WHAT IS NEEDED: Copy out the full announcement about AVAKI 2.0 word for word.

SELECTED EXTRACT:
##############################
Avaki first to converge compute and data grids in new software solution

Cambridge 23 October 2001 On the heels of closing $16 million in funding from Polaris Venture Partners, General Catalyst, and Sofinnova, Avaki Corporation today announced charter availability of AVAKI 2.0, the first commercial grid software solution providing highly secure, virtualised access to data and compute resources in wide-area, multi-platform environments.

AVAKI 2.0 unifies and makes transparently available all networked resources - data, processing, and applications - in a single virtual environment, an AVAKI grid. This goes far beyond traditional "grid" computing, which has mainly focused on aggregating only processing power from networked computers.

"AVAKI 2.0 is based upon proven technology deployed in some of the country's most sophisticated commercial, government, and research computing environments", said David Fish, CEO of AVAKI. "We have begun to work with industry-leading companies such as Compaq and Sun to help advance grid computing in the enterprise world. Our expertise has brought us to the forefront of this market place, leading us to truly understand the opportunity such technology presents businesses today."

"Compaq views grid technology as an important, emerging area of computing", said Bill Blake, Vice President of High Performance Technical Computing at Compaq Computer Corporation, "and we believe that AVAKI's object-oriented paradigm for managing and distributing applications and data is unique in the emerging grid computing landscape."
##############################
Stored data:
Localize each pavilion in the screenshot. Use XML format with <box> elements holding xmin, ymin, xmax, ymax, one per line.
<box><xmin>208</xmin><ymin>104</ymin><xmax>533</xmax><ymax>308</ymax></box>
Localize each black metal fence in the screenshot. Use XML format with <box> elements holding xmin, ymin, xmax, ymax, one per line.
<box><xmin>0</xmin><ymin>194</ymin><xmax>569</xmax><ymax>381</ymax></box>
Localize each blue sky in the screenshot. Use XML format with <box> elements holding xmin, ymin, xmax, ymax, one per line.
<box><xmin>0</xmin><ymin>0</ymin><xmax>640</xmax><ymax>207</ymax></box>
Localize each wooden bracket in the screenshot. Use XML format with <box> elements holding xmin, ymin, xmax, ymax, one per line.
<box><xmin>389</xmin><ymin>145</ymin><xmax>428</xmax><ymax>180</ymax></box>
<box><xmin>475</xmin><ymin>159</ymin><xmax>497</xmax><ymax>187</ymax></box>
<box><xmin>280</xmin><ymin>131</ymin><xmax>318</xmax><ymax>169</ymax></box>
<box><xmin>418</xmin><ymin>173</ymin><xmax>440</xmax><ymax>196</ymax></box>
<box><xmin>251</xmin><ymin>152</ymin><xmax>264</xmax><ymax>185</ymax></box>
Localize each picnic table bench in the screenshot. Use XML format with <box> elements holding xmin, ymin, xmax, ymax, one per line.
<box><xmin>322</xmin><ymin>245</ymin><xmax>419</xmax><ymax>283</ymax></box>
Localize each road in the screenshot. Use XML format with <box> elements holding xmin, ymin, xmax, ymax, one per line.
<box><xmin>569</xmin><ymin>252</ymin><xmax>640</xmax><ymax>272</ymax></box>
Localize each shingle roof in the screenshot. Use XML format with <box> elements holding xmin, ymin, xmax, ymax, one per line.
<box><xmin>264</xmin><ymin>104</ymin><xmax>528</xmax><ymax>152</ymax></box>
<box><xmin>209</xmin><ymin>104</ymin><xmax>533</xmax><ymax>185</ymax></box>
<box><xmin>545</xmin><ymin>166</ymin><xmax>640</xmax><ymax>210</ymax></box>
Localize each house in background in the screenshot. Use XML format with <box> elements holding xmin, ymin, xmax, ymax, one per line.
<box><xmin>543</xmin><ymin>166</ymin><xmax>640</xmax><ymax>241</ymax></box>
##############################
EXERCISE RESULT:
Avaki first to converge compute and data grids in new software solution

Cambridge 23 October 2001 On the heels of closing $16 million in funding from Polaris Venture Partners, General Catalyst, and Sofinnova, Avaki Corporation today announced charter availability of AVAKI 2.0, the first commercial grid software solution providing highly secure, virtualised access to data and compute resources in wide-area, multi-platform environments.

AVAKI 2.0 unifies and makes transparently available all networked resources - data, processing, and applications - in a single virtual environment, an AVAKI grid. This goes far beyond traditional "grid" computing, which has mainly focused on aggregating only processing power from networked computers.

"AVAKI 2.0 is based upon proven technology deployed in some of the country's most sophisticated commercial, government, and research computing environments", said David Fish, CEO of AVAKI. "We have begun to work with industry-leading companies such as Compaq and Sun to help advance grid computing in the enterprise world. Our expertise has brought us to the forefront of this market place, leading us to truly understand the opportunity such technology presents businesses today."

"Compaq views grid technology as an important, emerging area of computing", said Bill Blake, Vice President of High Performance Technical Computing at Compaq Computer Corporation, "and we believe that AVAKI's object-oriented paradigm for managing and distributing applications and data is unique in the emerging grid computing landscape."